** BEGIN Provided entries **

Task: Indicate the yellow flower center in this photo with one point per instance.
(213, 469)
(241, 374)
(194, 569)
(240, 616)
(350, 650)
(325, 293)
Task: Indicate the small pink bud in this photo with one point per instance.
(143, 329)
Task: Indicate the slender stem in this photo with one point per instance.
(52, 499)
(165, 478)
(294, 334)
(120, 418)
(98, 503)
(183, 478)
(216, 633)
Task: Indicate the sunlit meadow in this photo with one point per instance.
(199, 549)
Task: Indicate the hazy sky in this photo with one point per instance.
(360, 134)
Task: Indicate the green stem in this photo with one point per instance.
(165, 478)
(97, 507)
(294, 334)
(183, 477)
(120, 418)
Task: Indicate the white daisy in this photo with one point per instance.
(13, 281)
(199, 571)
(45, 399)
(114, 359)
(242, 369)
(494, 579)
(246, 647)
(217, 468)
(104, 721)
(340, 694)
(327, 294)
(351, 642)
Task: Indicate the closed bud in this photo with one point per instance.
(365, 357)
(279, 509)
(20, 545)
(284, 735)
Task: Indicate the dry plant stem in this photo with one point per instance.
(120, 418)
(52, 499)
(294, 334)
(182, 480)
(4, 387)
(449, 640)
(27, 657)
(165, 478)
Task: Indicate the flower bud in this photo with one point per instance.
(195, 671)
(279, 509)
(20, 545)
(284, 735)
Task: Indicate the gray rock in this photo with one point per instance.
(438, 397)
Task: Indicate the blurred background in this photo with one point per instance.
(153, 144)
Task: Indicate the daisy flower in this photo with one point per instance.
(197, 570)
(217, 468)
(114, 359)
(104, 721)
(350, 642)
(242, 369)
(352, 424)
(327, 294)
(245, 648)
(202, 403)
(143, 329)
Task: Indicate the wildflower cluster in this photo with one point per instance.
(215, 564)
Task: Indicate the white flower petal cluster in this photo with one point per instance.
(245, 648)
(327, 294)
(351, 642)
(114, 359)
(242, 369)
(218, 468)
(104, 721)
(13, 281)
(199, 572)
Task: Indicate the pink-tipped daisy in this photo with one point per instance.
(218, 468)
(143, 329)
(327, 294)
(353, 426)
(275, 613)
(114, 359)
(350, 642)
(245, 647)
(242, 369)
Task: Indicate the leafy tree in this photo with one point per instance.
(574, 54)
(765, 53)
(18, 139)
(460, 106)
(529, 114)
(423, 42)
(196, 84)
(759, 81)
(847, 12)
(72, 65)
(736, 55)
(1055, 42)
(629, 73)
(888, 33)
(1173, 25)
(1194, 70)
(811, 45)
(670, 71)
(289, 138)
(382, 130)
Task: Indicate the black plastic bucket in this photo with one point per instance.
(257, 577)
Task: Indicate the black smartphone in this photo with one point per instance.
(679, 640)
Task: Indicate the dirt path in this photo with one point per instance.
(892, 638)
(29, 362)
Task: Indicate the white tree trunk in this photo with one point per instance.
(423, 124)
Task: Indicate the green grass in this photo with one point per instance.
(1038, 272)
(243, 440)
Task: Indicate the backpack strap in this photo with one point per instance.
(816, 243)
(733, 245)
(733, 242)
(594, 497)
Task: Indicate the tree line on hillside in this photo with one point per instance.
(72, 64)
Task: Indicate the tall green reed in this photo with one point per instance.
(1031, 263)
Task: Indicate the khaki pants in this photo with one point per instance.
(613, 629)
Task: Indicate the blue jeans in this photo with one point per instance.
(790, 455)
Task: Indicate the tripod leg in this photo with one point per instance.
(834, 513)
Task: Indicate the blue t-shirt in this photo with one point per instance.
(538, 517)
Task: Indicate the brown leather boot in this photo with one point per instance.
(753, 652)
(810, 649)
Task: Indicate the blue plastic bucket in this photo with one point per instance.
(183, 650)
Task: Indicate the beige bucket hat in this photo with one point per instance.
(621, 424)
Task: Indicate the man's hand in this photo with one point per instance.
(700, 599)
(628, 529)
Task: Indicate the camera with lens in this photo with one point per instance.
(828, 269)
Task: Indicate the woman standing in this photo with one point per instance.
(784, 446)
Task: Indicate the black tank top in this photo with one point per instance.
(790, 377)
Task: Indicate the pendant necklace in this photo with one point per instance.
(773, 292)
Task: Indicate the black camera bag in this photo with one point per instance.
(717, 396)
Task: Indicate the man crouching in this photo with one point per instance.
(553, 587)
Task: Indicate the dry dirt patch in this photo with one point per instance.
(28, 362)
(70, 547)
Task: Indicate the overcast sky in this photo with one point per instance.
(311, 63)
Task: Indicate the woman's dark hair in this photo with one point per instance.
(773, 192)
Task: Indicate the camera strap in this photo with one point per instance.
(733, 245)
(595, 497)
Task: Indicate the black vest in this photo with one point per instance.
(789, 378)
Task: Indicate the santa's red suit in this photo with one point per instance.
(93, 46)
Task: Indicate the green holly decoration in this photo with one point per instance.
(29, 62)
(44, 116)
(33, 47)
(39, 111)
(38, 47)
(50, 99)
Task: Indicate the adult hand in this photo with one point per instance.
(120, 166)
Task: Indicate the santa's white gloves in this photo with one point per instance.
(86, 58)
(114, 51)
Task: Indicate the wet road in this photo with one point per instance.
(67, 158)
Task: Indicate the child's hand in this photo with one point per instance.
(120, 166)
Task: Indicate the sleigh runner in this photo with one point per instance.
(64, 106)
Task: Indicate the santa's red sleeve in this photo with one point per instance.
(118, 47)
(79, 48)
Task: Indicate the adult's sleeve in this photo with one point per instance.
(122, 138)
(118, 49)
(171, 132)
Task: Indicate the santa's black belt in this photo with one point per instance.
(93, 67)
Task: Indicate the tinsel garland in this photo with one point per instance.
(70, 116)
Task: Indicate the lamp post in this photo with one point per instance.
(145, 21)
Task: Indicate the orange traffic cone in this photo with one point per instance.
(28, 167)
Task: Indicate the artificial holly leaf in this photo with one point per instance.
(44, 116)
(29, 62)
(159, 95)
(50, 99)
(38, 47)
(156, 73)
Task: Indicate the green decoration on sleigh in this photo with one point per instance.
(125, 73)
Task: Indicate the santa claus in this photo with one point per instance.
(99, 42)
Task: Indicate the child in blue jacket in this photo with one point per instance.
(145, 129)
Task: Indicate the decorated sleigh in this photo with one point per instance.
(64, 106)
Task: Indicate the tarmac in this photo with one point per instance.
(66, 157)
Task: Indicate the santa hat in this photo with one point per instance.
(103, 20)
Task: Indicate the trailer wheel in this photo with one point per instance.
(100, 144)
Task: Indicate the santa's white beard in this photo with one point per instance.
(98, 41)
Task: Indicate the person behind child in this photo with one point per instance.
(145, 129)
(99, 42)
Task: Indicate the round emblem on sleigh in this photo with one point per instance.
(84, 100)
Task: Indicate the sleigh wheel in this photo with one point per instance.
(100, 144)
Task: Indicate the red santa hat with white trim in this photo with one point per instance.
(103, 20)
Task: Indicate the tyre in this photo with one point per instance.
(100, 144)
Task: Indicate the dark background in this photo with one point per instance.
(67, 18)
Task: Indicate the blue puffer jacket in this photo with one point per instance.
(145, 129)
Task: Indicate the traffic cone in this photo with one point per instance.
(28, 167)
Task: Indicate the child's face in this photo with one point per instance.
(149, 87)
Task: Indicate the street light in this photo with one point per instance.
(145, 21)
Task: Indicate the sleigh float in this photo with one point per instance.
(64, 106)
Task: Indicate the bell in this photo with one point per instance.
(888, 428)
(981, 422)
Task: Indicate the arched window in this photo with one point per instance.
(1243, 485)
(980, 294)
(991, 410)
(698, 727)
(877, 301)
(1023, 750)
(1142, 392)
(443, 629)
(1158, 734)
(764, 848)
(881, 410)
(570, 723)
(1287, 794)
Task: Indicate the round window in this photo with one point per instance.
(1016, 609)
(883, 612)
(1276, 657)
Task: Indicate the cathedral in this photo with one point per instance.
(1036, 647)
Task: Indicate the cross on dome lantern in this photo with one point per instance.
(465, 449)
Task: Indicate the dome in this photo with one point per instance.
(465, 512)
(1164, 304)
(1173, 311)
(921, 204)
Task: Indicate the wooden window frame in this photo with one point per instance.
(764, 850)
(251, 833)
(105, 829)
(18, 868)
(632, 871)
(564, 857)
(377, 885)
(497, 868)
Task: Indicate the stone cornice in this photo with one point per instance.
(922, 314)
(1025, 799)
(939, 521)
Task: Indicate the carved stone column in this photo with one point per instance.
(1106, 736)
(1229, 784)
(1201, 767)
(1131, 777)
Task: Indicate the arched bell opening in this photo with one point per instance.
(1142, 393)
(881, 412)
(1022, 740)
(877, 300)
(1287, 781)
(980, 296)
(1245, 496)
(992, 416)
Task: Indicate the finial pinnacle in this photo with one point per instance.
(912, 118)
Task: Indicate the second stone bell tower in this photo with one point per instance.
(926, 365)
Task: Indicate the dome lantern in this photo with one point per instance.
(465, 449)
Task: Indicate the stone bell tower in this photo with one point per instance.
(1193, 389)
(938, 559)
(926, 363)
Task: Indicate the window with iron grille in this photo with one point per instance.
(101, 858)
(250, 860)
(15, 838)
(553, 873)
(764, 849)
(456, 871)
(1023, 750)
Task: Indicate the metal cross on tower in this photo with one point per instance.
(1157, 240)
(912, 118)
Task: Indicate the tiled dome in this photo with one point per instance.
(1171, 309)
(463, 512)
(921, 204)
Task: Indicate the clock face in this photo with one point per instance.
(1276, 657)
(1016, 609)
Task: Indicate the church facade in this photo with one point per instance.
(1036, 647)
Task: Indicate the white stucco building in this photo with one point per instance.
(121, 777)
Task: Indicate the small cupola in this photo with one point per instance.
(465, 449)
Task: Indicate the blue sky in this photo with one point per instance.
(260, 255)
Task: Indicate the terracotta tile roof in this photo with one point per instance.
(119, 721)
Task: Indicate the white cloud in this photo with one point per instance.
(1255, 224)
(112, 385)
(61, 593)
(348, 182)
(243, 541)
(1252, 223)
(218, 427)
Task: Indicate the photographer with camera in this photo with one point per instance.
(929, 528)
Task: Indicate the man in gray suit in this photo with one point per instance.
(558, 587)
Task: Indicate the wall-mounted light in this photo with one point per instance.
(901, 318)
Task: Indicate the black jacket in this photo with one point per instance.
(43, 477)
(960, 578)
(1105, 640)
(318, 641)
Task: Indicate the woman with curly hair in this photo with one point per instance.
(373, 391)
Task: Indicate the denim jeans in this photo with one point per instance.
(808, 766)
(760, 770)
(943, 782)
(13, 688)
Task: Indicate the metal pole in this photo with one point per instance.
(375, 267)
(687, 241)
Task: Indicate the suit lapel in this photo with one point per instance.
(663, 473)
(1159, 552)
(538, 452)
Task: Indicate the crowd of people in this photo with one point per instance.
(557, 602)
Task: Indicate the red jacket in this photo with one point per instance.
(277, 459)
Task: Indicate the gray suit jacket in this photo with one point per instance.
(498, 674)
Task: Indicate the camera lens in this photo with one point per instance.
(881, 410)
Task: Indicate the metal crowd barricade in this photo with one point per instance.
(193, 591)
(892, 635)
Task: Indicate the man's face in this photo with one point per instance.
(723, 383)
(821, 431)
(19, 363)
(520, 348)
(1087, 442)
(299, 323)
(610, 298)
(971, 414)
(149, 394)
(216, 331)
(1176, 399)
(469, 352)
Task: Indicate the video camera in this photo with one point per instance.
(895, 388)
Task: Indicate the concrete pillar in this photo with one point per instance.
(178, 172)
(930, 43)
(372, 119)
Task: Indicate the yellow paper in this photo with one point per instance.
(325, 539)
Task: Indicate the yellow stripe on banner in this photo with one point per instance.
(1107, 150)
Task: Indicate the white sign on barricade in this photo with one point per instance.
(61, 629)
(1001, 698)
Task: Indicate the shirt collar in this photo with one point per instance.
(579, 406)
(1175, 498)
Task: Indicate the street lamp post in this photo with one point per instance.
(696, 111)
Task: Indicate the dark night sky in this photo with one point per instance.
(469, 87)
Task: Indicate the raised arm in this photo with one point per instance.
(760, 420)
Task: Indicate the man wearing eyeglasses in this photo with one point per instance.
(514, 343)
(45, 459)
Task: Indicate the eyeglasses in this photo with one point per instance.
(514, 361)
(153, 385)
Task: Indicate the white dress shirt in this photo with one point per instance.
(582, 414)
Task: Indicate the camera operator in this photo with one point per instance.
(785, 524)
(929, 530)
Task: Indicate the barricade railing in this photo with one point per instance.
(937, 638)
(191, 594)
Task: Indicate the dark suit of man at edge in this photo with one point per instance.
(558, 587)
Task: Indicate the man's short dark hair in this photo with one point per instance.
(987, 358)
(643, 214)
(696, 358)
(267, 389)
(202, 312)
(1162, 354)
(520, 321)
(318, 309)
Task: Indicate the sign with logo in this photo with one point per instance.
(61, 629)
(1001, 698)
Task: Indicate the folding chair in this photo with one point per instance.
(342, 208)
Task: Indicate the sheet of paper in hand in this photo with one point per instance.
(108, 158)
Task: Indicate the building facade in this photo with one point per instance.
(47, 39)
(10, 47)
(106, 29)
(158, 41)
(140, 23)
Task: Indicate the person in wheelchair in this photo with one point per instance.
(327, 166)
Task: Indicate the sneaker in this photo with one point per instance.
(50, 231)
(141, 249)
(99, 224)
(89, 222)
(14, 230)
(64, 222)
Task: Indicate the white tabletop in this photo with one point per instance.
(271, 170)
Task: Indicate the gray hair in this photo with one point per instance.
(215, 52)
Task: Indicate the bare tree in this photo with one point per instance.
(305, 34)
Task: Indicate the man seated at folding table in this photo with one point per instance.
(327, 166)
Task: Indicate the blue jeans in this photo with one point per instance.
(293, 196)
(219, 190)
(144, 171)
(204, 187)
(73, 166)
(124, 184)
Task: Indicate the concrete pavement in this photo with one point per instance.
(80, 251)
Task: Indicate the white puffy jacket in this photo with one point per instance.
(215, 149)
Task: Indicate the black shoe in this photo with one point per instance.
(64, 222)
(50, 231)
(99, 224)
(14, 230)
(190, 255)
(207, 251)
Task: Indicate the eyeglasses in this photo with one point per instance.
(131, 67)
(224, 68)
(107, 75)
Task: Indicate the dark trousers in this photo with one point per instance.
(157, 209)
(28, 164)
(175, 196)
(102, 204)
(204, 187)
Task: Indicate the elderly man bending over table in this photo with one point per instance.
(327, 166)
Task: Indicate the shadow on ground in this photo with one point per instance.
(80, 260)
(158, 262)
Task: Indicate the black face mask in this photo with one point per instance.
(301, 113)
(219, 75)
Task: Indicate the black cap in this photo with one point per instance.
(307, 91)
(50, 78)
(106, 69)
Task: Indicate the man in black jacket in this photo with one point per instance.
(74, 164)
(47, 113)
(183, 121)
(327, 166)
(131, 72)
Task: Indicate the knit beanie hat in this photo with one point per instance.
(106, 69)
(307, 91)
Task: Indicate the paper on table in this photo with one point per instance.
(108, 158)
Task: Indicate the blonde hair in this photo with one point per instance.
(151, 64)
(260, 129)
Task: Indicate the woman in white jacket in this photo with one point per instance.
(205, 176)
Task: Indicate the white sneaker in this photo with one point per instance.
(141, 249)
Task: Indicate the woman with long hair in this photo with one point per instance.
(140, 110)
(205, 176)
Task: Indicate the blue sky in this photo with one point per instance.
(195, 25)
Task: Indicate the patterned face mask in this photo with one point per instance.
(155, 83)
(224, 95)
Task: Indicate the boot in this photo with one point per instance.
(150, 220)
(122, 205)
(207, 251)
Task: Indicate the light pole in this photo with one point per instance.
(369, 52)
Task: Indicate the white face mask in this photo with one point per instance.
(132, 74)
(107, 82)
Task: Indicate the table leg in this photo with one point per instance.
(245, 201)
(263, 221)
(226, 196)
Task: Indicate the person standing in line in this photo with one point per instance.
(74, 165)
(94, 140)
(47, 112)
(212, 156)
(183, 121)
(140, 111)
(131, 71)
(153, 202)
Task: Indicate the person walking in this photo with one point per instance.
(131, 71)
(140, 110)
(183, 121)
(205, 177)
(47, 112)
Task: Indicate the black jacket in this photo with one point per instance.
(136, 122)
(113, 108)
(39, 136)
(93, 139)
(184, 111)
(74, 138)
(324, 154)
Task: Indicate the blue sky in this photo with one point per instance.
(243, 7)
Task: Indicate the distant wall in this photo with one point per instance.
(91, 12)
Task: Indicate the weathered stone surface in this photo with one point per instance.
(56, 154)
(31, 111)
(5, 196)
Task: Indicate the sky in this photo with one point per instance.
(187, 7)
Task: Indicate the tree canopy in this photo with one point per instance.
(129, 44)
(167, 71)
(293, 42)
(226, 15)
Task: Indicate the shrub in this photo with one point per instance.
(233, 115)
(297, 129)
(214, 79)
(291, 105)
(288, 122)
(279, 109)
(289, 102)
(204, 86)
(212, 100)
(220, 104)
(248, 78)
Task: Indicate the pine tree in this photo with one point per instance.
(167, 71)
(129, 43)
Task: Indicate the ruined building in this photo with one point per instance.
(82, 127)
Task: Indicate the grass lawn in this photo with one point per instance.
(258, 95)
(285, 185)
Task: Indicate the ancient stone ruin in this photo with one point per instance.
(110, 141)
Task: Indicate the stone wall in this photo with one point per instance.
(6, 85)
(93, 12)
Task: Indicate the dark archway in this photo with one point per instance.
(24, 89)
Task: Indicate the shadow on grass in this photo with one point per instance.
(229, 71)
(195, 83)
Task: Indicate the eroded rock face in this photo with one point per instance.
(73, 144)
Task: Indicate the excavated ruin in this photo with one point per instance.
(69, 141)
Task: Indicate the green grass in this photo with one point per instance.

** END Provided entries **

Starting at the line with "Task: Indicate the ruined", copy every line up to and including the last one in the entries above.

> _Exercise answer_:
Task: Indicate the ruined building in this photo with one point per instance.
(82, 127)
Task: Indicate the grass lawn in this photo with one point per instance.
(258, 95)
(285, 185)
Task: Indicate the ancient stone ruin in this photo with one point per instance.
(110, 141)
Task: Indicate the stone wall in this photo with one point per instance.
(6, 85)
(93, 12)
Task: Indicate the dark archway in this photo with one point per instance.
(24, 89)
Task: Indicate the shadow on grass in this photo with one point per instance.
(229, 71)
(195, 83)
Task: Indicate the eroded rock face in this photo with one point per instance.
(73, 144)
Task: Indicate the excavated ruin in this photo with one point per instance.
(69, 141)
Task: Indicate the green grass in this photo with one point per instance.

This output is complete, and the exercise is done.